--- Text ---
========================================

As we welcome the first blooms of spring, Sales Director at Oxfordshire’s Pye Homes, Danielle Simpson, shares her advice on how to introduce your garden to the season, touching on gardening tips and tricks, and sustainable activities for eco-conscious green thumbs.
Seasonal reset
Winter can leave gardens looking tired, so a gentle clean up, a ‘spring clean’ if you will, is the perfect place to begin. Remove fallen leaves from the ground and consider leaving some tucked beneath hedges and shrubs for insects and other garden wildlife to take shelter in; this also helps to improve your soil’s health as it breaks down over time. You can also cut back dead stems on your perennials to allow for new growth.
Soil care
As soil begins to warm, now is the perfect time to improve soil structure by adding compost or well-rotted manure to beds and borders. If you don’t own a compost heap, now is a good time to start one; simply use a mixture of green and brown organic materials, balanced if possible, including uncooked fruit and vegetable scraps, coffee grounds, grass clippings, leaves, and cardboard. It’s important to avoid meat, dairy, cooked foods, diseased plants, and pet waste as this will contaminate and ultimately ruin your healthy compost heap. This waste-free activity provides free, nutrient-rich soil!

Let the planting begin!
Now for the fun part, to decide on what your garden will have the pleasure of growing this year. Sweet peas and hardy annuals such as colourful calendula and nigella can be sown directly into the ground from March onwards.
It’s always important to consider adding pollinators to your garden such as foxgloves, primroses, and lavender to provide vital nectar for insects such as bees to feast on as winter comes to an end. Not only do they help to create a thriving biodiversity, but they also smell wonderful and add lots of playful colour.
Water maintenance
When planting your fauna and flora, it’s important to know how to properly water them. By watering the plants deeply but less often, it can help to encourage the roots to grow downwards, making plants more resilient during warmer seasons. Adding a layer of mulch (bark, wood chippings, or compost from your heap), traps moisture, keeping the soil’s temperature stable; it also means less weeding is needed!
From garden to kitchen
If you’re interested in growing your own produce to fuel meals at home, spring is the perfect time to get started. Salad leaves, herbs, and strawberries thrive in pots and raised beds, making them ideal for smaller areas such as patios and balconies.
Gardening is accommodating to all, so if your space is limited, there’s a way: vertical gardening. Not only is this way of gardening just as effective but it can also be quite beautiful. Wall-mounted planters are great for peas, leafy greens, peppers, and a variety of flavoursome herbs; all of which are perfect for early spring planting.

Wildlife
It’s no secret that spring is a vital time for wildlife, and your garden can play a big role in supporting your local critters and animals when they need it most.
As animals emerge from winter, they will be in search of food and a safe place to shelter and nest. If you make a few simple changes and additions to your garden you can help integrate them into the new season smoothly and comfortably.
Pye Homes’ Church Farm development in Radley, Oxfordshire is home to many wildlife-friendly features including hedgehog highways through garden walls and fences, and ready-installed bird boxes.
To keep creatures warm and fed you can leave food offerings such as seeds and berries, build a simple shelter using log piles and leaf litter, and even create a bug hotel. Consider leaving a shallow water dish for birds to drink and bathe if you don’t have a pond, and to make their water station a little more comfortable, add small stones and rocks to the water for them to land on safely.
Lastly, avoid using chemical pesticides on your plants where possible. Instead consider natural solutions such as companion planting (where different plants are grown together in proximity) which attracts different beneficiary insects that will control any aphids problem in an organic matter.

========================================

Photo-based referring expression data
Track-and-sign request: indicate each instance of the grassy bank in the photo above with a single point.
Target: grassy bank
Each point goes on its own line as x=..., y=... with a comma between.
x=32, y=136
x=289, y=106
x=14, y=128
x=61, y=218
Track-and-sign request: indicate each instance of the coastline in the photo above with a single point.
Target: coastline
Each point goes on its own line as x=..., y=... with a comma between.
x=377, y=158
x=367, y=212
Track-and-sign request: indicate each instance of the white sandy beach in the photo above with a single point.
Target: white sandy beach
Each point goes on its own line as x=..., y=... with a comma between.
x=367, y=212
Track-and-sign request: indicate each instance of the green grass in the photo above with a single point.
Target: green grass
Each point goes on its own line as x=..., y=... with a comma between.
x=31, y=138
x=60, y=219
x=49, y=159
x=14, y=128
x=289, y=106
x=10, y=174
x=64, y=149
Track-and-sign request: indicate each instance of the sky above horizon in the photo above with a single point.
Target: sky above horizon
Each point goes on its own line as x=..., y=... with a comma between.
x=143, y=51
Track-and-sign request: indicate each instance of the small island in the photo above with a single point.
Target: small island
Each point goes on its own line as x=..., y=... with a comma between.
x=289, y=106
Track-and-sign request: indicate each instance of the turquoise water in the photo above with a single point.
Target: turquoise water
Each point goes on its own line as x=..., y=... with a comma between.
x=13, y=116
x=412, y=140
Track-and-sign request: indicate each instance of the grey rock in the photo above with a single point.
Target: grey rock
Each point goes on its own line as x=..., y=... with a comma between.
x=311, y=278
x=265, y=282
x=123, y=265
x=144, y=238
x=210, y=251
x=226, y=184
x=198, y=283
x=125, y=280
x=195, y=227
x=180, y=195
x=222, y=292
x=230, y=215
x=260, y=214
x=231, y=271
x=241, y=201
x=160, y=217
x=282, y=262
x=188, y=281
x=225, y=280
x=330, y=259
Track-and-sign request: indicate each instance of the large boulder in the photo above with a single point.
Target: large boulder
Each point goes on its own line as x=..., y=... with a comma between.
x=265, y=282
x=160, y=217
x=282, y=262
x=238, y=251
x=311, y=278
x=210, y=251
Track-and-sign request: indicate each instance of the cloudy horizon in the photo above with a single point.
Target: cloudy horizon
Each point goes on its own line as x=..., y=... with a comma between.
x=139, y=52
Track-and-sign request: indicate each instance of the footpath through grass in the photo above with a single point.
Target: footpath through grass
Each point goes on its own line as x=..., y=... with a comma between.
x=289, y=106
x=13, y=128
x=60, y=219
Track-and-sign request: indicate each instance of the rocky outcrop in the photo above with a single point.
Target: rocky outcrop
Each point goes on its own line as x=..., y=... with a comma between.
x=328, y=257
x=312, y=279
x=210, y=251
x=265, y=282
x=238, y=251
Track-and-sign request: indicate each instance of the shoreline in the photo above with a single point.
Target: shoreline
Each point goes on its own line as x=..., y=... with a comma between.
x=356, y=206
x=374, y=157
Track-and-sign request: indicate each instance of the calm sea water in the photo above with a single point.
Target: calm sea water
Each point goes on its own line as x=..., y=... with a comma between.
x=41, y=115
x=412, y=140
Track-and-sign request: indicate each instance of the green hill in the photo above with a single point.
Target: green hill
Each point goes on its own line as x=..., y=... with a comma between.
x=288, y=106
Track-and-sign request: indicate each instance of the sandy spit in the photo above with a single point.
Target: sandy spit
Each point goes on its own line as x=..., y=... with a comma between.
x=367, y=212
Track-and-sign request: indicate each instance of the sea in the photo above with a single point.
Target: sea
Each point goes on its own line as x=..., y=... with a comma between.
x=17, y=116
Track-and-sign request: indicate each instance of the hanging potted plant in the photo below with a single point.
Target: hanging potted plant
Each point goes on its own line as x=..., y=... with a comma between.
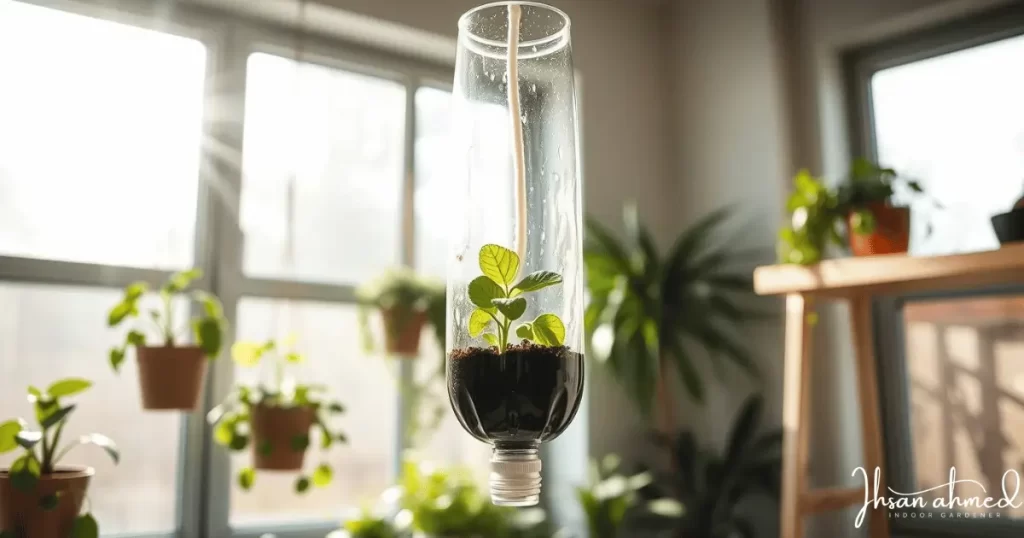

========================================

--- Check your understanding ---
1. Answer these questions from the gardening article.
(a) From which month onward can sweet peas and hardy annuals be sown directly into the ground?
(b) What is the name of the Pye Homes development in Radley, Oxfordshire?
(c) What should be added to a shallow water dish so that birds can land on it safely?
2. Set down the passage of the gardening article starting at "Gardening is accommodating" and ending at "smoothly and comfortably.".

--- Answers for the tasks ---
1.
(a) March
(b) Church Farm
(c) Small stones and rocks

2.
Gardening is accommodating to all, so if your space is limited, there’s a way: vertical gardening. Not only is this way of gardening just as effective but it can also be quite beautiful. Wall-mounted planters are great for peas, leafy greens, peppers, and a variety of flavoursome herbs; all of which are perfect for early spring planting.

Wildlife
It’s no secret that spring is a vital time for wildlife, and your garden can play a big role in supporting your local critters and animals when they need it most.
As animals emerge from winter, they will be in search of food and a safe place to shelter and nest. If you make a few simple changes and additions to your garden you can help integrate them into the new season smoothly and comfortably.